INPUT RECORDS Start Marker

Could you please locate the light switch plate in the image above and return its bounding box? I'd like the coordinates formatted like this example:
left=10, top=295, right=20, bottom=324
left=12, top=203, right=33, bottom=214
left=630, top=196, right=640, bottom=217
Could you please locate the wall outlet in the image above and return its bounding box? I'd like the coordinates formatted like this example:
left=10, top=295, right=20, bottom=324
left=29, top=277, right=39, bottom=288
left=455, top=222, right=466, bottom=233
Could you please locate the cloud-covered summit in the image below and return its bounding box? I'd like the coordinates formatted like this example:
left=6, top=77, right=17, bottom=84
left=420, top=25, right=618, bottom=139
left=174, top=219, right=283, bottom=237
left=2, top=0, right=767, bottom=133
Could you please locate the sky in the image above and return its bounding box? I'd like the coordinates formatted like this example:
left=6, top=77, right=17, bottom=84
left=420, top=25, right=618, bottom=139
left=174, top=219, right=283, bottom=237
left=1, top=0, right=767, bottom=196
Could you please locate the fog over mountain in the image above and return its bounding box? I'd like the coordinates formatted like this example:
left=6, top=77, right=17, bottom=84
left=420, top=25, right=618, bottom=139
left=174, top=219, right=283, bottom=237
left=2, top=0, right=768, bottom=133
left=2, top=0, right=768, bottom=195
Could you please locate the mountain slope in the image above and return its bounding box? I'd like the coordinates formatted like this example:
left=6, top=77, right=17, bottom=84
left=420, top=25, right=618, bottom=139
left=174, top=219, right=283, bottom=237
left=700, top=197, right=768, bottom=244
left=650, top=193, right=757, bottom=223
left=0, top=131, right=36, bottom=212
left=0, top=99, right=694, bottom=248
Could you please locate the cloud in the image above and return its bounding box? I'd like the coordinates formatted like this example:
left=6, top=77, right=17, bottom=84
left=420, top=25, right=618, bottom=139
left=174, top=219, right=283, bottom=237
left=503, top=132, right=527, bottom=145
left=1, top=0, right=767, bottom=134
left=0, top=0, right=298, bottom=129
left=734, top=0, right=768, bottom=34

INPUT RECORDS End Marker

*PROBLEM REQUIREMENTS*.
All records shown above are to be output exactly.

*YOUR SOLUTION*.
Could you please locate the light switch plate in the image above and return its bounding box? I'd like the coordinates formatted like this example:
left=10, top=295, right=20, bottom=324
left=12, top=203, right=33, bottom=214
left=630, top=196, right=640, bottom=217
Could you please locate the wall outlet in the image above and return its bounding box? I'd like the coordinates formatted like this example:
left=10, top=295, right=20, bottom=324
left=29, top=277, right=39, bottom=288
left=455, top=222, right=466, bottom=233
Could you please locate the cloud-covered summit in the image below and return its bounding box? I'd like the coordinates formatted like this example:
left=6, top=77, right=17, bottom=84
left=420, top=25, right=618, bottom=139
left=174, top=219, right=283, bottom=237
left=2, top=0, right=767, bottom=133
Could you please locate the sky in the image above and return its bounding box? I'd like the coordinates formatted like this example:
left=6, top=77, right=17, bottom=84
left=420, top=25, right=618, bottom=139
left=174, top=219, right=283, bottom=237
left=1, top=0, right=767, bottom=196
Could you please locate the fog over mountain in the image above and return its bounding box? I'd like the coordinates formatted like this example:
left=6, top=77, right=17, bottom=84
left=420, top=25, right=618, bottom=139
left=174, top=219, right=283, bottom=237
left=2, top=0, right=768, bottom=133
left=2, top=0, right=768, bottom=195
Could you please locate the mountain slope in the image above and return its bounding box? I'd like the coordinates formatted like this example:
left=6, top=77, right=17, bottom=84
left=420, top=25, right=618, bottom=139
left=174, top=219, right=283, bottom=237
left=700, top=197, right=768, bottom=244
left=650, top=193, right=757, bottom=223
left=0, top=131, right=36, bottom=212
left=0, top=99, right=694, bottom=248
Could you please locate the cloud in the image above and return its bounding box? I'd like the coordinates formatted like this example:
left=6, top=77, right=17, bottom=84
left=420, top=25, right=618, bottom=139
left=174, top=219, right=283, bottom=237
left=503, top=132, right=527, bottom=145
left=1, top=0, right=767, bottom=134
left=0, top=0, right=298, bottom=129
left=734, top=0, right=768, bottom=34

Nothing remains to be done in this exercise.